* **HOW TO COMPLETE THIS TASK**:
"the motorcycle fuel" appears in one line of the records below. Output that line and each one after it, exactly, through the last line.

Recorded data:
※ ※ ※

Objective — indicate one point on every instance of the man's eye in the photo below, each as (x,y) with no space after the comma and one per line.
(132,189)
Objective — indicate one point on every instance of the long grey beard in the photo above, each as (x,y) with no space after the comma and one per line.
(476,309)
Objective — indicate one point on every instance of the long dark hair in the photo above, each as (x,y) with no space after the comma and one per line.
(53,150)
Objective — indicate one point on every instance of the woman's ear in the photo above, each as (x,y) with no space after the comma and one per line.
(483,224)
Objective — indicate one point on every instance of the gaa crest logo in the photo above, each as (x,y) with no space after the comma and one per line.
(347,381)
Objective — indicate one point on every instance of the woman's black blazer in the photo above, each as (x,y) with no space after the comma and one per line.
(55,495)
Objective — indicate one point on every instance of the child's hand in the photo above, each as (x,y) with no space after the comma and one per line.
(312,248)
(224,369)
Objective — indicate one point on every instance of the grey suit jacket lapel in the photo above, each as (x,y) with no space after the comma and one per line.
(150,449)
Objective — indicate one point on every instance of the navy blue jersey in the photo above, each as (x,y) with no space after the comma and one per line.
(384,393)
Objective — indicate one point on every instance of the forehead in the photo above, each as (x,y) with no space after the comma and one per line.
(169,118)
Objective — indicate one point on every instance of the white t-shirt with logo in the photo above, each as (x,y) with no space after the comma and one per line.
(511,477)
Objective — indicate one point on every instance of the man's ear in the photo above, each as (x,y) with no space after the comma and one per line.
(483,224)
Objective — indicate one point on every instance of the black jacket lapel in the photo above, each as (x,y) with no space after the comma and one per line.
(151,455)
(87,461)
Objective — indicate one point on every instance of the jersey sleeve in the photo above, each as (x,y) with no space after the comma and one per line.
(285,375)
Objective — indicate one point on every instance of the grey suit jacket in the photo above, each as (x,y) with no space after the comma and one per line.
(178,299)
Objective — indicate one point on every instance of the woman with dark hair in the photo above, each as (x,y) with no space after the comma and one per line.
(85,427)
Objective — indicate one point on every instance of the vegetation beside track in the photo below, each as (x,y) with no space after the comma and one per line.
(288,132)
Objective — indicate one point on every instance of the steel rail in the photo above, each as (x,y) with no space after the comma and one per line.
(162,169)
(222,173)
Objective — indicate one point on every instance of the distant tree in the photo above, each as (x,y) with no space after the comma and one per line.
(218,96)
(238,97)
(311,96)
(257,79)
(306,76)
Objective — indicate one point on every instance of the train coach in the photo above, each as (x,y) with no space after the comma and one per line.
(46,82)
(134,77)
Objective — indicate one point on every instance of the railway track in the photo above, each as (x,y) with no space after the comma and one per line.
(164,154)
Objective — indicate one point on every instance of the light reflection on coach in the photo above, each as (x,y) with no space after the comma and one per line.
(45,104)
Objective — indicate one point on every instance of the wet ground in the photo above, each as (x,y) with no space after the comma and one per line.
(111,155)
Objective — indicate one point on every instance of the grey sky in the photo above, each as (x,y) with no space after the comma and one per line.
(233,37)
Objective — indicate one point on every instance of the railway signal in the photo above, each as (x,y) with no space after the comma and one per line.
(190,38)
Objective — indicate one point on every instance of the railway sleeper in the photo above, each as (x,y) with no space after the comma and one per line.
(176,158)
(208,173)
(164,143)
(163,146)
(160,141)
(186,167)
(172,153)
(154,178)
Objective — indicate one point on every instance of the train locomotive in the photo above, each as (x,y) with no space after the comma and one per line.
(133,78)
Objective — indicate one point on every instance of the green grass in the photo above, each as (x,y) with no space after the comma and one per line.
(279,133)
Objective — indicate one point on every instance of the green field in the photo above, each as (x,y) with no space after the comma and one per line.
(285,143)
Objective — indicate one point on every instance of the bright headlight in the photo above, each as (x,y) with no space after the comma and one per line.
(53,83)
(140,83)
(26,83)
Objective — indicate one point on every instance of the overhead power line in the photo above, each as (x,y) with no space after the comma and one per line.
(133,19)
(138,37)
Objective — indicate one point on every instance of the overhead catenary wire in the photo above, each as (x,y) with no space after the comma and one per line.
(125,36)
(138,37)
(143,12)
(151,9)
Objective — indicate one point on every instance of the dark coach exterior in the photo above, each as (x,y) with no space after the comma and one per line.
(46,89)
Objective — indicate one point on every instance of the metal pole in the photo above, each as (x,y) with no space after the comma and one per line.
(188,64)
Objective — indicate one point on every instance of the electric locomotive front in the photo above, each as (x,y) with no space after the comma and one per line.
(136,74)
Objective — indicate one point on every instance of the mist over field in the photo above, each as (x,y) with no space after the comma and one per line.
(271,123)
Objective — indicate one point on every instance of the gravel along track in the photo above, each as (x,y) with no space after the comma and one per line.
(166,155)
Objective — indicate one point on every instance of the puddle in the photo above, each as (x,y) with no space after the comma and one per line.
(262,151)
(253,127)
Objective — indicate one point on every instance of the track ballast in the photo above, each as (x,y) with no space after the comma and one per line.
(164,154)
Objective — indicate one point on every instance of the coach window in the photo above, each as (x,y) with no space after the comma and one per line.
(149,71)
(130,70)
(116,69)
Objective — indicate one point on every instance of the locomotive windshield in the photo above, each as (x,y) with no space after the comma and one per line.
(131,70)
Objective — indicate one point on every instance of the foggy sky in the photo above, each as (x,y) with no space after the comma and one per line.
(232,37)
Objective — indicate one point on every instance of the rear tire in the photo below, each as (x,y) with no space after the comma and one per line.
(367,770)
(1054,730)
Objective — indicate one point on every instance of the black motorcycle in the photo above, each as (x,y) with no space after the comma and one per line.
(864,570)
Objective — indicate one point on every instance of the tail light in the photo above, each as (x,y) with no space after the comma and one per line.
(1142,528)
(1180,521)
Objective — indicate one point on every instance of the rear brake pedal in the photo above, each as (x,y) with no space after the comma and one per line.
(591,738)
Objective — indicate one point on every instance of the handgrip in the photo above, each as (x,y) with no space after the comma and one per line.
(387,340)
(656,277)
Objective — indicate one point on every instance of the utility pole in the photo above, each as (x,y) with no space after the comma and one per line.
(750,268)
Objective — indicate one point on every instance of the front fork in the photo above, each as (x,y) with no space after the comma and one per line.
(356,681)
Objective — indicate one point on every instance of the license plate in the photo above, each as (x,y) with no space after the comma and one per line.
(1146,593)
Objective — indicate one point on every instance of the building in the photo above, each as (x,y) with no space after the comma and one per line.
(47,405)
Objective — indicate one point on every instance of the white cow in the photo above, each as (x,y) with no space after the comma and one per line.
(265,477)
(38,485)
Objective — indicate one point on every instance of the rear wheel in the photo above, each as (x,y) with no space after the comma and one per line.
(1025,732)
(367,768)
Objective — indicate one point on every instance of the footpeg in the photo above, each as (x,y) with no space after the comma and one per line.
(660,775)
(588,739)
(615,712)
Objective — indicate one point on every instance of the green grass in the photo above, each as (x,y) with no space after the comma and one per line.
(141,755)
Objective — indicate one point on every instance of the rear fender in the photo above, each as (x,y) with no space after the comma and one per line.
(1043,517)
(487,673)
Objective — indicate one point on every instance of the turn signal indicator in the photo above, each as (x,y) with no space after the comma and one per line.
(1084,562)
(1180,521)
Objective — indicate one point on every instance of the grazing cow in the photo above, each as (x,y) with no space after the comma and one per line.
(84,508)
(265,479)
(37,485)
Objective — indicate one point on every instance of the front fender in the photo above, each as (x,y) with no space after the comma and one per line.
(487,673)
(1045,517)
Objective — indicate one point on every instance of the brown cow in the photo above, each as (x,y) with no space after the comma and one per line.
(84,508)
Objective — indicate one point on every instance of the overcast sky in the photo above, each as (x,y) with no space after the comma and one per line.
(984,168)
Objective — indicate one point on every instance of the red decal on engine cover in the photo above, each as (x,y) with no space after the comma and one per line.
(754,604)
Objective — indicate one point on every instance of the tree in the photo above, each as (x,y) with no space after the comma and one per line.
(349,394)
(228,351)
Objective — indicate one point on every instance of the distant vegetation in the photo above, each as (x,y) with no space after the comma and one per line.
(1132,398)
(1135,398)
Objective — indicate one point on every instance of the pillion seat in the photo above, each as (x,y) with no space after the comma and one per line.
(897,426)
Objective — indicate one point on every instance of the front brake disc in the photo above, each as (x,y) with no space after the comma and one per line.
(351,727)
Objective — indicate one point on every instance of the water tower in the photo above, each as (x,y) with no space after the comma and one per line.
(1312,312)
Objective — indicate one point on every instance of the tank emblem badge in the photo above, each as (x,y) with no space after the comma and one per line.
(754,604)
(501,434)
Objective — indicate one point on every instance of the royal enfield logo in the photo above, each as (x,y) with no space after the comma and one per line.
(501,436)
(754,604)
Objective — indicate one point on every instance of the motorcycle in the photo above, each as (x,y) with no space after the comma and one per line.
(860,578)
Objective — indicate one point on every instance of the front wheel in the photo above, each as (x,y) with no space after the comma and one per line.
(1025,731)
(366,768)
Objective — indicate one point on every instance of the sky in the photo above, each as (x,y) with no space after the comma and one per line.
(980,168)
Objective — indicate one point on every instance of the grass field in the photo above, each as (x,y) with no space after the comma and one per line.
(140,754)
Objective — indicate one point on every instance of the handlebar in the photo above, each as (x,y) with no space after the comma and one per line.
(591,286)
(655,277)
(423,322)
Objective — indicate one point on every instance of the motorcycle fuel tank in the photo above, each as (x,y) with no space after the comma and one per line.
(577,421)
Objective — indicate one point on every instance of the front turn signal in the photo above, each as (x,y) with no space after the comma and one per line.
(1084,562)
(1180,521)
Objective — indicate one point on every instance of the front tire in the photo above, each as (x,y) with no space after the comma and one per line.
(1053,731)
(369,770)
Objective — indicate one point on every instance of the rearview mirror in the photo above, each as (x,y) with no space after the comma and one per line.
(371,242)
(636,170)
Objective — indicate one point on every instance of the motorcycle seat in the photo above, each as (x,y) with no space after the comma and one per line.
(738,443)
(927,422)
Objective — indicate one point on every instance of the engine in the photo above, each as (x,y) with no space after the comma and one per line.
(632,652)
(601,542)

※ ※ ※

* **EXERCISE RESULT**:
Objective — indicate one point on every instance of the motorcycle fuel tank in the photo above, each as (x,y) with no space after the comma and one per line.
(577,421)
Objective — indicate one point on every instance of the front turn signal in the photo above, each as (x,y) with no space after the comma and one per line.
(1084,562)
(1180,521)
Objective — indicate one point on every instance of the front tire in the photo above, each as (x,y) with no space after the comma and one per line.
(1053,731)
(369,770)
Objective — indicate one point on every instance of the rearview mirror in the photo above, each as (x,y) with no space after the comma and one per line.
(371,242)
(636,170)
Objective — indicate one point on every instance of the motorcycle seat in the photo above, each as (x,y) with no space after the comma and one per line.
(738,443)
(927,422)
Objective — indicate one point on every instance of the engine in the photo above, each as (x,y) with no space after the comma and one per line.
(632,652)
(601,542)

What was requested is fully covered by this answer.